--- Begin Listed records ---
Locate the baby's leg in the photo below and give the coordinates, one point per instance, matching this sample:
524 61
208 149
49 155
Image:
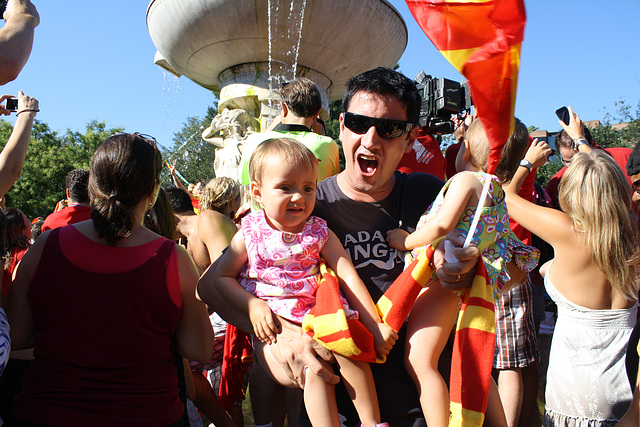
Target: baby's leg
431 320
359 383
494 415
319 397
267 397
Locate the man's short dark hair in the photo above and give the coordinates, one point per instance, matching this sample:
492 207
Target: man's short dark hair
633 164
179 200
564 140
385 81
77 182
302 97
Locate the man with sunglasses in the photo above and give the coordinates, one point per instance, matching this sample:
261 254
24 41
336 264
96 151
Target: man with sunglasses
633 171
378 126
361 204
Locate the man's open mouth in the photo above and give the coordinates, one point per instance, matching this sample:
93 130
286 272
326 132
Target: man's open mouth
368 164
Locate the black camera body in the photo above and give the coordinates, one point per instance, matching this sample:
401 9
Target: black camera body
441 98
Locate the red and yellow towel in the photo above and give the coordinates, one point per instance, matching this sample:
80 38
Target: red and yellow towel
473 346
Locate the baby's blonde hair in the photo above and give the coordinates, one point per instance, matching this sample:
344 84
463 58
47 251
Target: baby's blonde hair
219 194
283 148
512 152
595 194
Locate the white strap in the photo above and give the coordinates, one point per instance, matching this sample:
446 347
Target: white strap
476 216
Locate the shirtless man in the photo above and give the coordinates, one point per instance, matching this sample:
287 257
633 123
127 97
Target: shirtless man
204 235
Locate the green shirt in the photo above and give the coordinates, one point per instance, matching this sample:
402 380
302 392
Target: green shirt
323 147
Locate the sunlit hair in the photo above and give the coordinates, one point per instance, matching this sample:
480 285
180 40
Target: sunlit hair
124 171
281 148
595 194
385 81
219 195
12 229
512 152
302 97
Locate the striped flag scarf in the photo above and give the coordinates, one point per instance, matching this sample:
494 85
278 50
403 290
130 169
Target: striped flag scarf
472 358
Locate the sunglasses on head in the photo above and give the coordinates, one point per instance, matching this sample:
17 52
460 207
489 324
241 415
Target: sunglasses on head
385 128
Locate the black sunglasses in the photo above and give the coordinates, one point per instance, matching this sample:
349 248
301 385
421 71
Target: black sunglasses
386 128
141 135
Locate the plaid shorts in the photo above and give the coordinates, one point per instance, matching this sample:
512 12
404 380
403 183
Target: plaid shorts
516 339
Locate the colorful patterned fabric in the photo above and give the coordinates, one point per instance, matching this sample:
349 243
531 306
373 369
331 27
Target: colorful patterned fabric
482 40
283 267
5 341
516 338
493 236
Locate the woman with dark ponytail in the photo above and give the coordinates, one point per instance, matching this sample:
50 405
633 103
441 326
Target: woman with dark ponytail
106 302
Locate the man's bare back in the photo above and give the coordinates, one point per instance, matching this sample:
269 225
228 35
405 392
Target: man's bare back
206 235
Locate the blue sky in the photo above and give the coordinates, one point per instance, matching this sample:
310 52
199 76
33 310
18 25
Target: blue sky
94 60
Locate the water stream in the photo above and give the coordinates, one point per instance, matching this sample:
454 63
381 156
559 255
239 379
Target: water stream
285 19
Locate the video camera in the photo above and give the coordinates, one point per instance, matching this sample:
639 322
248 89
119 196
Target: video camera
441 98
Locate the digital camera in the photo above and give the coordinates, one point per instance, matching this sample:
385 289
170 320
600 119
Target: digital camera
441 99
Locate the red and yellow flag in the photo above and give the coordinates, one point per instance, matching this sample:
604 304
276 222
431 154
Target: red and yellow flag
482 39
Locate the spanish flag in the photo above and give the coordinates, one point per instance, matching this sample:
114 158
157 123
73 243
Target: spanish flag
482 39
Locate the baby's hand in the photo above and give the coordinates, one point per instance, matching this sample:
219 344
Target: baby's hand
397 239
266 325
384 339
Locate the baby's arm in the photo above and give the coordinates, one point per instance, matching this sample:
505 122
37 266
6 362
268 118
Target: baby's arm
--- End Listed records ---
Directions
Print all of the entries word for word. Skip any images they contain.

Result of this task
Locate the baby's leg in the photo below and give the coordinates, one point per instance, matching this sample:
524 61
208 149
49 155
Image:
Target: baby's leg
431 320
359 383
494 415
319 397
267 397
Locate the man's short dark hair in the photo above and give the coordinates, one point per instance, matching this sample:
492 207
Target: man's short dark hair
633 164
179 200
564 140
385 81
77 182
302 97
Locate the man with sunglasses in the photo above and give the coordinates, one point per instance, matching this sample:
261 254
24 41
336 264
96 151
Target: man with sunglasses
633 171
378 126
361 204
Locate the man's open mouth in the photo above and give the coordinates, one point per instance, matching this sample:
93 130
286 272
326 132
Target: man's open mouth
368 164
Locate the black camera body in the photo above and give the coordinates, one point per instance, matching this sample:
401 9
Target: black camera body
441 98
Locate the red and yellow towel in the photo above and give the coordinates, one point per instance, matching this sample:
80 38
Target: red and yellow towel
473 346
Locate the baby's blonde hair in the photo above and give the coordinates, one point per instance, matching this sample:
344 84
463 58
47 251
Target: baby's blonde hair
219 194
283 148
512 152
595 194
Locate the white strap in the photo above and give the coordinates, one point per instance, matching this sample:
446 347
Target: white strap
476 216
Locate the shirtless man in the photo above and give the coordinates, one point per instance, matching this sample:
287 257
633 123
127 97
Target: shirtless man
204 235
Locate the green shirt in the photo above and give the coordinates, one point per instance, matching this sample:
402 380
302 392
Target: green shirt
323 147
Locate the sunlit hair in the photo above and give the coordinates, one point per instance, matching this sample:
480 285
180 40
Target: sunlit hair
124 171
281 148
595 194
385 81
219 195
12 229
512 152
302 97
Locate the striped flag scarf in the photo above and give the coordinates, one point per instance, matching this sample:
494 85
278 50
403 290
130 169
Target: striped flag scarf
472 358
Locate the sunglasses on head in the photo above and give the coordinates, one point per instance, matching this sample:
17 52
460 207
489 324
241 415
Target: sunglasses on head
385 128
Locate the black sunglasses in the photo above and give the coordinates, one point per instance, matching this sample:
349 248
301 385
421 71
Target: black sunglasses
386 128
141 135
Locate the plaid shorts in the photo above and give the coordinates, one point per instance, matching this sample:
512 12
404 380
403 183
Target: plaid shorts
516 339
Locate the colorful patterned fabric in the photo above and give the coordinates, one point per instance, matching this sample:
349 243
531 306
373 369
331 27
Target: colorful patterned fabric
482 40
283 267
5 341
516 338
493 236
Locate the woman with dark ponytail in the photo above and give the coordinates, one point per instance, matching this sample:
50 405
633 103
441 326
Target: woman with dark ponytail
106 302
Locate the man's bare back in the photo above and give the coordinates, one point per instance, matching this sample:
269 225
228 35
405 392
Target: man's bare back
206 235
Locate the blue sky in the photo above and give the coordinates, one point per instance, matching this sample:
310 52
199 76
33 310
18 25
Target: blue sky
94 60
Locate the water stream in the photo above and give the coordinates, one point per instance, matching this sample:
454 63
381 156
559 255
239 379
Target: water stream
285 19
Locate the video camera in the photo above and give the coordinates, one point per instance, matching this sample:
639 322
248 89
119 196
Target: video camera
441 98
Locate the digital camera in the photo above and give the coordinates, one point per instance, matching this sample:
385 289
170 320
600 119
Target: digital camera
441 99
Locate the red and yellow flag in the photo above and give the coordinates, one point per instance, matching this sample:
604 304
276 222
431 154
Target: red and yellow flag
482 39
Locate the spanish flag in the photo above and give the coordinates, one point per instance, matching this sample:
114 158
157 123
73 243
Target: spanish flag
482 39
Locate the baby's hand in the photo above and give the coordinates, one point per instance, matching this sample:
219 344
Target: baby's hand
397 239
266 325
384 339
Locate the baby's arm in the photo above and give the coordinates, one point per instance, matching this sample:
505 122
37 266
6 362
268 118
Target: baby's arm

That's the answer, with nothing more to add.